> **Instructions to follow**: Retype the complete listing exactly as it appears.
☆ ☆ ☆ ☆ ☆
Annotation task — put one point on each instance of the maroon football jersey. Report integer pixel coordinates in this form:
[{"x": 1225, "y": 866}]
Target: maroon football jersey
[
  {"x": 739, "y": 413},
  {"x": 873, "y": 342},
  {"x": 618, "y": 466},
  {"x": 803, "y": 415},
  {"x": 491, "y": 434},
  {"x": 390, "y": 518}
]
☆ ☆ ☆ ☆ ☆
> **Answer to the problem**:
Annotation task — put one point on each instance of the maroon football jersey. Report integer pixel coordinates in this form:
[{"x": 1225, "y": 866}]
Target: maroon football jersey
[
  {"x": 739, "y": 413},
  {"x": 873, "y": 342},
  {"x": 618, "y": 466},
  {"x": 803, "y": 415},
  {"x": 491, "y": 434},
  {"x": 390, "y": 518}
]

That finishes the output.